-- Selected passage follows --

NY Archdiocese Prays for Repose of Attempted Arsonist After Suicide
Marc Lamparello had tried to enter St. Patrick’s Cathedral in April 2019 with four gallons of gasoline, two cans of lighter fluid, and two lighters, but was stopped by security and then arrested.
NEW YORK, N.Y. — The Archdiocese of New York has offered prayer for the repose of the soul of Marc Lamparello, who committed suicide earlier this month.
Lamparello had tried to enter St. Patrick’s Cathedral in April 2019 with four gallons of gasoline, two cans of lighter fluid, and two lighters, but was stopped by security and then arrested. He was charged with attempted arson.
“Every suicide is a tragedy. We pray for the consolation of his family and loved ones, and entrust his soul to the infinite love and mercy of God. May he rest in peace,” Joseph Zwilling, director of communications for the New York archdiocese, told CNA.
After his early release from prison, Lamparello was unable to receive psychiatric treatment at a hospital in New Jersey because the coronavirus pandemic had disrupted the mental health system. The month without treatment was a critical time, his family said.
“The hospital dropped the ball tremendously,” said his mother Dolores Lamparello, according to the New York Post. “They did nothing. My son went a whole month without any treatment whatsoever. They cost my son his life.”
Donnalee Corrieri, a spokeswoman for Bergen New Bridge Medical Center, defended the hospital and the care it provided for Lamparello. She said the hospital followed protocol and emphasized the anxiety caused by the pandemic.

-- Selected passage concluded --
-- Supplied records follows --

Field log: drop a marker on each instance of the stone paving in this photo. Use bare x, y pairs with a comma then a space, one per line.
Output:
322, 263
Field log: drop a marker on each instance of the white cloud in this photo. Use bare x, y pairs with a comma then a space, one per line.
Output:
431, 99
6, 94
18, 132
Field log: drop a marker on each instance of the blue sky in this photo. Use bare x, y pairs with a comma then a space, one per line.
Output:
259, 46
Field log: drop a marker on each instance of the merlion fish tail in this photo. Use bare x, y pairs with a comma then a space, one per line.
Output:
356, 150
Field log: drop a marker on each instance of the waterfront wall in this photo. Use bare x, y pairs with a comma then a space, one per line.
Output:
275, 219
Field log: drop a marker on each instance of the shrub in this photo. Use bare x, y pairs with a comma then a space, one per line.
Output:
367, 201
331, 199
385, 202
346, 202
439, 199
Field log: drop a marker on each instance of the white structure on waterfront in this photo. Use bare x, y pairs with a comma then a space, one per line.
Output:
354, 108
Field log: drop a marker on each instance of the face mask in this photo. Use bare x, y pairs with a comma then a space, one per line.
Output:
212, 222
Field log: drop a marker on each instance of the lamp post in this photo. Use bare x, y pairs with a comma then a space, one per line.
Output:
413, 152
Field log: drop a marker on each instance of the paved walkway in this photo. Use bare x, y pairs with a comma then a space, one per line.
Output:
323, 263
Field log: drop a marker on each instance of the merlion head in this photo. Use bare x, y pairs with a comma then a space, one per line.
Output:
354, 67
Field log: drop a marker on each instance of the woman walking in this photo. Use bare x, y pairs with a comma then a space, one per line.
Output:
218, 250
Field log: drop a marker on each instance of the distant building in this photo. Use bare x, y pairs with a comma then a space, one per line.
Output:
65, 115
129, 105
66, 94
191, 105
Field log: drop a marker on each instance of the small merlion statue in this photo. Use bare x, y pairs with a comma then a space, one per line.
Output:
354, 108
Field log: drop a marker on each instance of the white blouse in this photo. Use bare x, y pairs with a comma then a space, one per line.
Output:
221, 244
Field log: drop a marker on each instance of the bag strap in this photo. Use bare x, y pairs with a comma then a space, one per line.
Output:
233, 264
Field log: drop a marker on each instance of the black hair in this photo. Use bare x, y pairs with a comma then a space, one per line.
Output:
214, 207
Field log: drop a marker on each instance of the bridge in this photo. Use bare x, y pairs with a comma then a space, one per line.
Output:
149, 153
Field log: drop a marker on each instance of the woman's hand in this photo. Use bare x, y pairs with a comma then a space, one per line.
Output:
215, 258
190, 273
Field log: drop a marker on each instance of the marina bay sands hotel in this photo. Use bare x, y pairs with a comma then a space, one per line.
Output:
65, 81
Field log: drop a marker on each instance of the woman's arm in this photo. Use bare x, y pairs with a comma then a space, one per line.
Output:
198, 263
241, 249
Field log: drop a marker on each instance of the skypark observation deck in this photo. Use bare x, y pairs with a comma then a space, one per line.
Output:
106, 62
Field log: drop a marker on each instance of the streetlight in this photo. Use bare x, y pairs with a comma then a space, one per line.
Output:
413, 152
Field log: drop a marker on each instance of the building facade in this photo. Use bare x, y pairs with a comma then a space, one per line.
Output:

-- Supplied records concluded --
-- Supplied records follows --

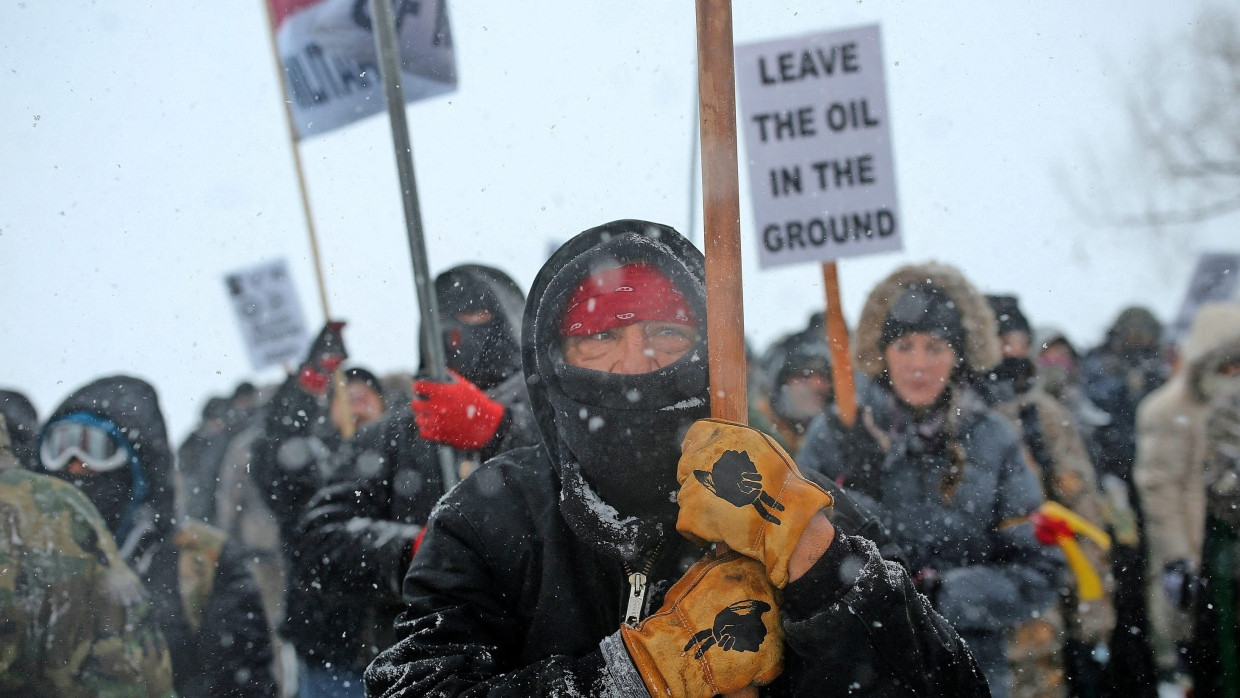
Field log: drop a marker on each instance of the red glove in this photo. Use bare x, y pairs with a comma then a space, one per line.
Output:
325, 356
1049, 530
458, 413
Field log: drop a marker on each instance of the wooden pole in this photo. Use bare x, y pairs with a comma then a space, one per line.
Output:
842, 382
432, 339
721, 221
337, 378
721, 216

-- Supplied records concluded --

▶ Apply what you read
a. In the article on Marc Lamparello, what crime was he charged with after being stopped at St. Patrick's Cathedral?
b. Carry on the article on Marc Lamparello from its last sentence.

▶ Outputs by task
a. Attempted arson.

b.
“The stress of something as significant as this pandemic will undoubtedly have far-reaching mental health impacts,” said Corrieri, according to the New York Times. “His interactions with our facility and the treatment we provided followed our protocols.”
A judge ordered Lamparello’s release from Rikers Island March 20 to help stop the spread of coronavirus in prisons. Prior to his three-month stint in jail, he was treated at a psychiatric hospital in upstate New York.
Lamparello had been diagnosed with schizophrenia a month before his arrest and, following his release, was ordered to participate in an outpatient program at Bergen.
A week after his release, his mother dropped him off for his first daily outpatient session, which was expected to last about six hours. However, the hospital demanded that he quarantine for two weeks, and he came home two hours later.
“He was told he had to quarantine for two weeks and was later dropped as a patient without explanation,” she said, according to the New York Post.
His caseworker and family unsuccessfully attempted to reinstate Lamparello into the program. Even after he completed quarantine April 9, the hospital again rejected him without explanation.
Dolores said her son was distraught from the lack of structure. “Mom, I need structure,” he told her, according to the mom, the New York Post reported. “I can’t do nothing.”
After he was rejected the second time, Lamparello was caught trying to jump off the George Washington Bridge, when he was stopped by the police. He was then taken to Bergen, where he was committed to a psychiatric ward for four days and the dosage to his antipsychotic medication was lowered.
He jumped off the Verrazzano-Narrows Bridge April 17, and his corpse was found that afternoon in New York Harbor.
He had been reinstated into the outpatient program, with telepsychology sessions scheduled to begin April 20 through Zoom. However, according to this family, it was too late and three weeks without mental care was detrimental to his condition.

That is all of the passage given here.